- **SOURCE DATA**:
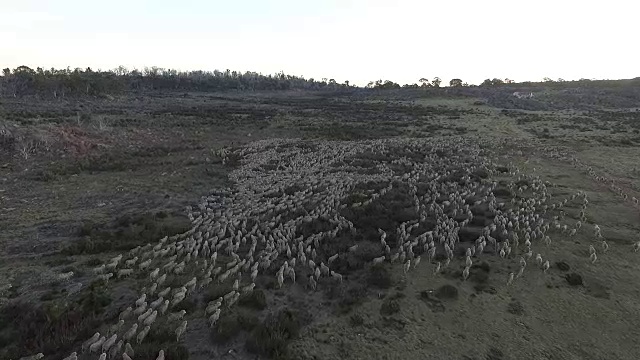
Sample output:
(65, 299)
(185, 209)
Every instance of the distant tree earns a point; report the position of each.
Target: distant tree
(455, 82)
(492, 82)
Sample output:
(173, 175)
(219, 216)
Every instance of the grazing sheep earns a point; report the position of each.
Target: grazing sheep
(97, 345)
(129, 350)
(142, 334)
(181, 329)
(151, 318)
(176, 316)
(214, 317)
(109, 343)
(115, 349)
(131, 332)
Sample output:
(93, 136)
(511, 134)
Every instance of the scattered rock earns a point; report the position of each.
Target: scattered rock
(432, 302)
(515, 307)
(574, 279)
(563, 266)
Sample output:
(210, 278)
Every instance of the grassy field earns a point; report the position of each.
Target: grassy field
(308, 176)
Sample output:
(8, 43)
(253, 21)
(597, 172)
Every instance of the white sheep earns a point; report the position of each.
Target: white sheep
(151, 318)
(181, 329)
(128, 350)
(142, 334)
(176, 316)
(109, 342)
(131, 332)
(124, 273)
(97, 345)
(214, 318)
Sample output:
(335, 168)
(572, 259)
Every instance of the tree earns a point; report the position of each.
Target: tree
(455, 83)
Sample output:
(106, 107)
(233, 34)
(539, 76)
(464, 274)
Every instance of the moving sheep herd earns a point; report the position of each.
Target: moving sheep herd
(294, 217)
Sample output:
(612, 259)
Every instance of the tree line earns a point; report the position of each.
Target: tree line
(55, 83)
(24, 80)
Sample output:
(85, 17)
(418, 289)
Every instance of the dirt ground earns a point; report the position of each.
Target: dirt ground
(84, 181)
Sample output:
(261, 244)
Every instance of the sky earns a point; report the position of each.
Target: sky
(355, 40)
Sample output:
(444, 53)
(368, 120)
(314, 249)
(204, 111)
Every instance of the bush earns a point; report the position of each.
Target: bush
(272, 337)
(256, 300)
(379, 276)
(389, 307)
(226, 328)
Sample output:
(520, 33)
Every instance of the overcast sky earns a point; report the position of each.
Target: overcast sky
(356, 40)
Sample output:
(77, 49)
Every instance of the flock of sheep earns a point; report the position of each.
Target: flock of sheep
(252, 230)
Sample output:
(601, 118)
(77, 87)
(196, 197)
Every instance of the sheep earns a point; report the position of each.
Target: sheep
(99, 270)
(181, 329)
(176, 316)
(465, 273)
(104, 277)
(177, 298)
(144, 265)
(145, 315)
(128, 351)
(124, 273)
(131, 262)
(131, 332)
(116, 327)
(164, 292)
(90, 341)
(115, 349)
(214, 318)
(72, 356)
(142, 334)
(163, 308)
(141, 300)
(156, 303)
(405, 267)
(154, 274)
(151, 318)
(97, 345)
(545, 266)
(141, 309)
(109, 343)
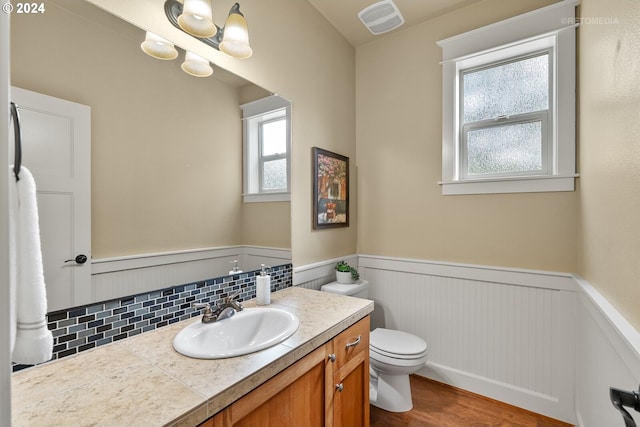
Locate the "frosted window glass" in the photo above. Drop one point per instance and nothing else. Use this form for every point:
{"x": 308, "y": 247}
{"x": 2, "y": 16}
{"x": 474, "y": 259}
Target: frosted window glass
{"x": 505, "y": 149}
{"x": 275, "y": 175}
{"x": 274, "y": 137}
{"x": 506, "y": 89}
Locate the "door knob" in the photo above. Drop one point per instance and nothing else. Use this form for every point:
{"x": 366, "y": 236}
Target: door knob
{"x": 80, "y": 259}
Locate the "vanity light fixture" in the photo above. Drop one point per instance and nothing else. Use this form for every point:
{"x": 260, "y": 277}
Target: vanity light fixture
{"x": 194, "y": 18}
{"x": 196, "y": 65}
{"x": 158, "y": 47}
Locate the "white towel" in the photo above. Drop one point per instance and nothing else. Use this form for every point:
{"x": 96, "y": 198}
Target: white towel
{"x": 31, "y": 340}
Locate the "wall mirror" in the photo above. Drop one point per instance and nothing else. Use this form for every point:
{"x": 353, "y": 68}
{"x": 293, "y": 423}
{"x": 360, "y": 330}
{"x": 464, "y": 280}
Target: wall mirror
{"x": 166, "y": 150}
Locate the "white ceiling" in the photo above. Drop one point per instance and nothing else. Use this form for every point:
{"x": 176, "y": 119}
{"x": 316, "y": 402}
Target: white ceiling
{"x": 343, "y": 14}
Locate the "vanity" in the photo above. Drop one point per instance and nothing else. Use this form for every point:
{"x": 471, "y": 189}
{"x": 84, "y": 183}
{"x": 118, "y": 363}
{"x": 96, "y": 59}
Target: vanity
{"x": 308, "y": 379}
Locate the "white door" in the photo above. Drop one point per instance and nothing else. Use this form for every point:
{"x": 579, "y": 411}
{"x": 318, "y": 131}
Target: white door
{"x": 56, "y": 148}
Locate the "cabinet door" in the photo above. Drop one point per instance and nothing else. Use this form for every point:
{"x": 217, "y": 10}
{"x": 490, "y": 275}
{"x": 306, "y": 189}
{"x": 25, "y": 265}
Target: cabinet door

- **TASK**: Once every line of the material holding the word "form" has been counted, report the total and nothing more.

- **EXERCISE SOLUTION**: 9